= Problem to work on =
Count the lines in the records below that contain the word "door" and reply with only that number.

Rows of bounding box annotation data:

┏━━

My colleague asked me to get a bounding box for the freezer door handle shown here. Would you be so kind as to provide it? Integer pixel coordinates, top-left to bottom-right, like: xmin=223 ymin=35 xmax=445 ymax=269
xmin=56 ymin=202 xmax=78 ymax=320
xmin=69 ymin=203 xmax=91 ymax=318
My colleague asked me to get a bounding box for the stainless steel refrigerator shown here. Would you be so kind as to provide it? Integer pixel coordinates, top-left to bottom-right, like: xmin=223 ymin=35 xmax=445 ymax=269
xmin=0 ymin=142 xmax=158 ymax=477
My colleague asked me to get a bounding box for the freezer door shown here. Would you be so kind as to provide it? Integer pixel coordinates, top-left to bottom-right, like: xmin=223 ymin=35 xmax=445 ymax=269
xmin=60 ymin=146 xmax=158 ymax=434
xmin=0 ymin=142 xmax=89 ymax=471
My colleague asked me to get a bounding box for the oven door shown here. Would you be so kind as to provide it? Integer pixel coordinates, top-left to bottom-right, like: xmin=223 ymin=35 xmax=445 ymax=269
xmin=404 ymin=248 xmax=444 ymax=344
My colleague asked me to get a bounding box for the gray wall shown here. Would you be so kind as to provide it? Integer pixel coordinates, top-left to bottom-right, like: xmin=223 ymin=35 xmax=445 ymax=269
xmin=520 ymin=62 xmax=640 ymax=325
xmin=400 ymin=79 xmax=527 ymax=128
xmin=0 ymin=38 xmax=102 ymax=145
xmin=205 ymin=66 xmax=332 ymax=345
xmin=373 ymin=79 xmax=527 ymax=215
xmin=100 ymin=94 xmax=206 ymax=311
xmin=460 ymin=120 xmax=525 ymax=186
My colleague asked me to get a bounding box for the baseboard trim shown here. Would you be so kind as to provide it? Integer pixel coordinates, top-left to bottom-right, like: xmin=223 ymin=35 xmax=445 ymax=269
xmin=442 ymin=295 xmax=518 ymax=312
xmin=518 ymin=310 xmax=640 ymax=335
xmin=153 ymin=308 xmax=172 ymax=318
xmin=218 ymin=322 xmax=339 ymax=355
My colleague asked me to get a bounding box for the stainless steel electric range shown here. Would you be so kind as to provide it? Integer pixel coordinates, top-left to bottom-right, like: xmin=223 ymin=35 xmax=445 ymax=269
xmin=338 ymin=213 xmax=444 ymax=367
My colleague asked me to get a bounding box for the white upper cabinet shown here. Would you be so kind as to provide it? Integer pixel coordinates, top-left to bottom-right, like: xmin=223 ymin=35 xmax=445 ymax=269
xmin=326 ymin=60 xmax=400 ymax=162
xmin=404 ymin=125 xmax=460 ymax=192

┗━━

= Response to the exercise =
3